‘I want to tell you it was a nightmare, but it wasn't.’ A photo from Bucha that helped a son find and bury his father
Глеб Лепейко
Перевод
9 мая 2022, 12:13

‘I want to tell you it was a nightmare, but it wasn't.’ A photo from Bucha that helped a son find and bury his father

Morgue staff in Kyiv putting Myron Zvarychuk's body in a body bag. Photo: Christopher Occhicone

After Russian troops withdrew from Bucha, a Kyiv suburb, they left behind dozens of bodies scattered around its streets. Shortly after, photojournalists were able to document the gruesome aftermath. One of the photos shows a male body lying in a car pit with a head wound. US photojournalist Christopher Occhicone tells the story behind this photo and describes how it helped a son to find out about his father’s fate.

§ **Extracted material**
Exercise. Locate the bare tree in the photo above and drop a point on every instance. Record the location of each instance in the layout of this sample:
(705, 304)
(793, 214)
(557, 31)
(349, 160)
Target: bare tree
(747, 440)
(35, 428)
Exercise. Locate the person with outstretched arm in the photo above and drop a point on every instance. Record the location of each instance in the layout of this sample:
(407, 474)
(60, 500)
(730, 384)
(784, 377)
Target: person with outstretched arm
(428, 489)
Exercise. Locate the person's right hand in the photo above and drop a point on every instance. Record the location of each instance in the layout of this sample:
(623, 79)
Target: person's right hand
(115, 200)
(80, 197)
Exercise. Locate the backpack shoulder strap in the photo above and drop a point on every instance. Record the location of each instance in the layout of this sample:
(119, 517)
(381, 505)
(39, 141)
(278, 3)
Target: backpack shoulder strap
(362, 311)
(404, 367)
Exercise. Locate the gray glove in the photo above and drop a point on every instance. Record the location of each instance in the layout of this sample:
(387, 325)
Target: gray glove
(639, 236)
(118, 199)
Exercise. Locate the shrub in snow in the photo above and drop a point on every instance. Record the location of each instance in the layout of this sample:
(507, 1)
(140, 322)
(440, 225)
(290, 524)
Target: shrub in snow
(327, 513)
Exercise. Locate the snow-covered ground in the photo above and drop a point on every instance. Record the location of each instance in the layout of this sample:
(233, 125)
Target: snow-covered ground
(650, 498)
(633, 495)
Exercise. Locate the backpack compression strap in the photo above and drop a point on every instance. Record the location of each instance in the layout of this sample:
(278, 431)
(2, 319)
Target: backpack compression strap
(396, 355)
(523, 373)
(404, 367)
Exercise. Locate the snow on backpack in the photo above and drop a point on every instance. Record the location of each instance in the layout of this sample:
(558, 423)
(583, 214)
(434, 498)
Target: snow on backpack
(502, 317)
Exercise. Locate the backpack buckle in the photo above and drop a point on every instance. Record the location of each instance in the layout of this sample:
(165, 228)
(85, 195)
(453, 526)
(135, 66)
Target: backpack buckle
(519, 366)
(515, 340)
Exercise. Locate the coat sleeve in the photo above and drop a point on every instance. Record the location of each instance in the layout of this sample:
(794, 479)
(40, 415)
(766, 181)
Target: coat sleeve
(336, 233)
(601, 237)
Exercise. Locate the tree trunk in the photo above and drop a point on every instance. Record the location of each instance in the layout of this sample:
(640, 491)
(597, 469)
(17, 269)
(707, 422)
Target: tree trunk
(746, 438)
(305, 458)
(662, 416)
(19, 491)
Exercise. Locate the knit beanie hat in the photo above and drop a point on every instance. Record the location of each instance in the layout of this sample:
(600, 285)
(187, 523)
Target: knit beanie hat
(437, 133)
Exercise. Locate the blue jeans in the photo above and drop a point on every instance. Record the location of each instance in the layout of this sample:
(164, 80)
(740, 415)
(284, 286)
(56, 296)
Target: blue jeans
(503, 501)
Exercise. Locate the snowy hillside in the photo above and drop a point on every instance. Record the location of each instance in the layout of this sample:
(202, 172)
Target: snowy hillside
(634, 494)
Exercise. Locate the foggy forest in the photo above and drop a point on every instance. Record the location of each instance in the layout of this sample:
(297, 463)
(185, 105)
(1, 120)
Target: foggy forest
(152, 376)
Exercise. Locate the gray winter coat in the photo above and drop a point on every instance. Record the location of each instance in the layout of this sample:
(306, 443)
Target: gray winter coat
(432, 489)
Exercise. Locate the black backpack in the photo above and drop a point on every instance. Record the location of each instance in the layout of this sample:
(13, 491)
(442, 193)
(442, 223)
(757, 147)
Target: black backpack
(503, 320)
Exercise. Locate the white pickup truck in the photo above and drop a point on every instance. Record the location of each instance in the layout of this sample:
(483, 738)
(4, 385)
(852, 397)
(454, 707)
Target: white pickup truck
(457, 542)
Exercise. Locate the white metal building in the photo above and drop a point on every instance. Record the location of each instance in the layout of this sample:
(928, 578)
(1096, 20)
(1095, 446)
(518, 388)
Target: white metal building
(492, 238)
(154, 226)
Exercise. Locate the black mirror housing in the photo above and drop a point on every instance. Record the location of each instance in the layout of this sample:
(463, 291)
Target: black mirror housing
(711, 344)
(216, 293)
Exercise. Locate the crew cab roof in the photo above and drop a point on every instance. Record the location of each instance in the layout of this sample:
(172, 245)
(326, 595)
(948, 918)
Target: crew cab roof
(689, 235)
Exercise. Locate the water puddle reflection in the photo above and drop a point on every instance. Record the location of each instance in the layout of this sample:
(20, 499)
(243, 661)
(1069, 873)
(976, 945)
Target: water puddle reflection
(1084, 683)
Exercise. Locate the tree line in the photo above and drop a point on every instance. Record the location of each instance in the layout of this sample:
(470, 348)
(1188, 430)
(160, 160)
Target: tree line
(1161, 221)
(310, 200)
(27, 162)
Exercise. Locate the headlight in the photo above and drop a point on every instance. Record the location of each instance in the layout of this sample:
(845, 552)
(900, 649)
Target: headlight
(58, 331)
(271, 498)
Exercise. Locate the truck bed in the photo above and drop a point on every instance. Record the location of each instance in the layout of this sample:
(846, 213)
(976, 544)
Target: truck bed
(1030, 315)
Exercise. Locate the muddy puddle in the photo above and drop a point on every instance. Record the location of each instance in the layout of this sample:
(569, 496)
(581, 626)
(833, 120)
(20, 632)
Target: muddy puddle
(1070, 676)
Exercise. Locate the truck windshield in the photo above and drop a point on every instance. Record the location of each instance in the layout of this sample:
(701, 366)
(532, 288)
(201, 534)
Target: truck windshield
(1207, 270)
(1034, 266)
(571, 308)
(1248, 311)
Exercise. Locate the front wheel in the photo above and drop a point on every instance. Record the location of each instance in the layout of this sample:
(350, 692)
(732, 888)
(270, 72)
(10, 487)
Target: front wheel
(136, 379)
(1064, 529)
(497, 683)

§ **Stated goal**
According to the article on the Bucha photo, who took the picture of morgue staff putting Myron Zvarychuk's body in a body bag? The items come from a different source than the article.

§ **Task result**
Christopher Occhicone.